Potongan Dokumen:
########

Belajar Menahan Amarah Pada Anak di Rumah!

Sebagai seorang ibu, sabar dalam menghadapi anak merupakaan dambaan setiap hari. Namun, realisasinya sangat sulit dilakukan. Bentar teriak, bentar bilang jangan, belum lagi kalau lagi banyak kerjaan, dan masa PMS pula. Suara bisa naik 8 oktaf atas apa yang dilakukan bocil.

Ini lah yang coba saya atasi di rumah. Saya ingin menjadi ibu yang lebih sabar. Bisa mendengarkan anak dengan seksama. Mampu membersamai anak dalam segala kegiatannya, walau kadang hanya sebatas pada cerita. Yang lebih penting, saya juga memiliki waktu uintuk diri sendiri di kala malam menjelang. Saatnya semua istirahat, semua pekerjaan selesai dan saya pun juga dapat beristirahat. Setidaknya gegoleran di kasur sembari scrol media sosial, shopee ataukah hanya sekadar melihat video youtube.

Yang penasaran Puasa ponsel saya.

########

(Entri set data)
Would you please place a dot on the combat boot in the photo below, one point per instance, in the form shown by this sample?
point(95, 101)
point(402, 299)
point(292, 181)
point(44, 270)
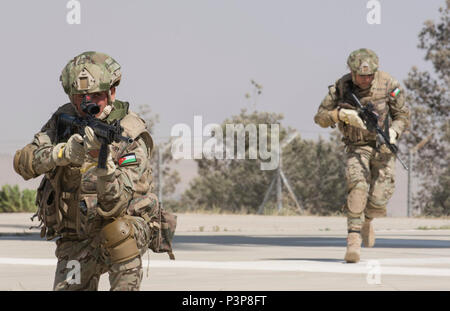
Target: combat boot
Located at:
point(353, 247)
point(367, 233)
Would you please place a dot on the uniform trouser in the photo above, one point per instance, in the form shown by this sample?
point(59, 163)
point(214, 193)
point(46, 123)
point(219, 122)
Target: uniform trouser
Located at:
point(370, 184)
point(93, 263)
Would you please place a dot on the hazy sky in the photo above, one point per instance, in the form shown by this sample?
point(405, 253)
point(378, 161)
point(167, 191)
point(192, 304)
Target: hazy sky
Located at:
point(196, 57)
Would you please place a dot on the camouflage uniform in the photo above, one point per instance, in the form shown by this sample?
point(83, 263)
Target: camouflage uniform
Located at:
point(101, 221)
point(369, 169)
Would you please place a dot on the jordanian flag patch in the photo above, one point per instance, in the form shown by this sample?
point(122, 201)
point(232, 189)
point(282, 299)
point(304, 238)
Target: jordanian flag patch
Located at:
point(395, 92)
point(127, 159)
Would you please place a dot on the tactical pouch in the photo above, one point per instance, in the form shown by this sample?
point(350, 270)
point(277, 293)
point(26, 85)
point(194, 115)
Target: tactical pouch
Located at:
point(118, 239)
point(162, 223)
point(23, 162)
point(48, 212)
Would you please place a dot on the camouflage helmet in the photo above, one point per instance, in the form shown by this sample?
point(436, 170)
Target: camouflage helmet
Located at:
point(363, 62)
point(90, 72)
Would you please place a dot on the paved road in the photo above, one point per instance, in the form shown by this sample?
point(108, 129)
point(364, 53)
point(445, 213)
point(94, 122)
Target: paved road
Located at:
point(226, 252)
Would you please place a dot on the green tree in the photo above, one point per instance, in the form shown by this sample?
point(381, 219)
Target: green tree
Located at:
point(314, 169)
point(428, 96)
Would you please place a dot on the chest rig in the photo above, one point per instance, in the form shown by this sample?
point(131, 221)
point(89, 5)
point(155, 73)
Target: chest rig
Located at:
point(377, 95)
point(67, 195)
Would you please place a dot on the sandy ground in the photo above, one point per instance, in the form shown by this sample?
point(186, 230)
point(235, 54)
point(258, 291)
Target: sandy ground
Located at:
point(236, 252)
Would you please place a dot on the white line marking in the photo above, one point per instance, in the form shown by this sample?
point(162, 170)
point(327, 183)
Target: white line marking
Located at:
point(281, 265)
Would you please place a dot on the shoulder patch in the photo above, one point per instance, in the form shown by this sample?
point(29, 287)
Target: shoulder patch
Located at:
point(395, 92)
point(128, 159)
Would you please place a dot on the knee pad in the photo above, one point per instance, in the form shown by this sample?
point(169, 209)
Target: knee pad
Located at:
point(118, 240)
point(375, 210)
point(357, 200)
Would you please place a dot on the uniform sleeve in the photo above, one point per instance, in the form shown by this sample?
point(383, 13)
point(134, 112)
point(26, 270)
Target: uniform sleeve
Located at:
point(398, 110)
point(42, 157)
point(115, 191)
point(329, 103)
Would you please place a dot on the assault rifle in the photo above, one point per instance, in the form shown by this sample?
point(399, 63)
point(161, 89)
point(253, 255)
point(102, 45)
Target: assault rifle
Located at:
point(370, 119)
point(106, 133)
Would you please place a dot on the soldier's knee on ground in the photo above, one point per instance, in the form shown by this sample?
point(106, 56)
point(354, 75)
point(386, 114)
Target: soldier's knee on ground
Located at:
point(119, 241)
point(376, 210)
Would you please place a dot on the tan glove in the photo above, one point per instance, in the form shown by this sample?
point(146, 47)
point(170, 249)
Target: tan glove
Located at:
point(351, 117)
point(393, 136)
point(92, 146)
point(71, 152)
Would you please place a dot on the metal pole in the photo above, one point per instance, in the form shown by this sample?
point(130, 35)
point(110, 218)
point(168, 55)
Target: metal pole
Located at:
point(409, 208)
point(266, 196)
point(160, 179)
point(279, 192)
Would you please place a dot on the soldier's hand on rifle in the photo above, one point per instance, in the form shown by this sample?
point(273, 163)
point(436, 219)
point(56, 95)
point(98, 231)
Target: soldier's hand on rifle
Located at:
point(350, 116)
point(92, 146)
point(392, 136)
point(71, 152)
point(91, 142)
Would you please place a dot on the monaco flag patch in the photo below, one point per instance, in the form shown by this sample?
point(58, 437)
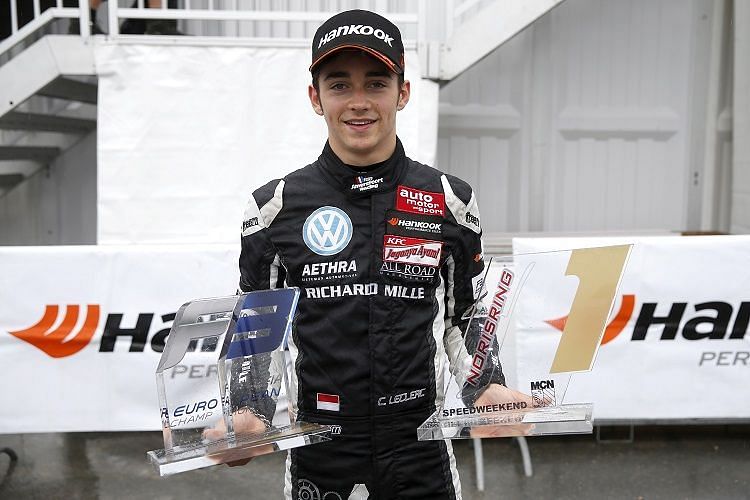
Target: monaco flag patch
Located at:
point(328, 402)
point(411, 250)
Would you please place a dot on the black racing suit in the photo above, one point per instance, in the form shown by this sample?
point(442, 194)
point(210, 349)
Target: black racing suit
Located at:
point(387, 260)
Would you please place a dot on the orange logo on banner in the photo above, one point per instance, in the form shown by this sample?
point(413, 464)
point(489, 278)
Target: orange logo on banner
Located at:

########

Tugas Latihan Ini:
1. Apakah setiap pernyataan ini sesuai dengan potongan dokumen: (a) penulis ingin menjadi ibu yang lebih sabar; (b) bersabar menghadapi anak mudah diwujudkan; (c) penulis ingin bisa beristirahat setelah semua pekerjaan selesai? Jawab ya atau tidak untuk masing-masing, disertai kutipan persis kata-kata penentunya dari potongan dokumen.
2. Ubah skala baris data mulai dari baris pertama dan berakhir pada baris yang memuat "point(127, 159)", kedua ujung termasuk, dengan menuliskan ulang semuanya beserta permintaannya, dan kalikan setiap koordinat titik jawaban dengan 2,5 lalu bulatkan ke bilangan bulat (setengah dibulatkan ke atas). Koordinat contoh format dalam permintaan tidak diubah, dan gambar tidak ikut dicantumkan.

Pembahasan Soal:
1.
(a) Ya: "Saya ingin menjadi ibu yang lebih sabar."
(b) Tidak: "Namun, realisasinya sangat sulit dilakukan."
(c) Ya: "Saatnya semua istirahat, semua pekerjaan selesai dan saya pun juga dapat beristirahat."

2.
Would you please place a dot on the combat boot in the photo below, one point per instance, in the form shown by this sample?
point(95, 101)
point(402, 299)
point(292, 181)
point(44, 270)
Target: combat boot
Located at:
point(883, 618)
point(918, 583)
Would you please place a dot on the uniform trouser in the photo above, one point per instance, in the form shown by this sample?
point(59, 163)
point(214, 193)
point(46, 123)
point(219, 122)
Target: uniform trouser
Located at:
point(925, 460)
point(233, 658)
Would you please place a dot on the hazy sky in the photo above, one point per instance, in the form shown by this sample?
point(405, 253)
point(378, 161)
point(167, 191)
point(192, 304)
Target: hazy sky
Located at:
point(490, 143)
Would you please place a dot on the camouflage uniform in the photo above, one point per instance, in the form shown by this sample?
point(83, 263)
Target: camouflage uniform
Located at:
point(253, 553)
point(923, 423)
Would you please place a dot on the jordanian flag patch in the photo above, one point per instance, in the form shown by this sample?
point(122, 201)
point(232, 189)
point(282, 299)
point(304, 238)
Target: jordanian flag patch
Located at:
point(988, 230)
point(318, 398)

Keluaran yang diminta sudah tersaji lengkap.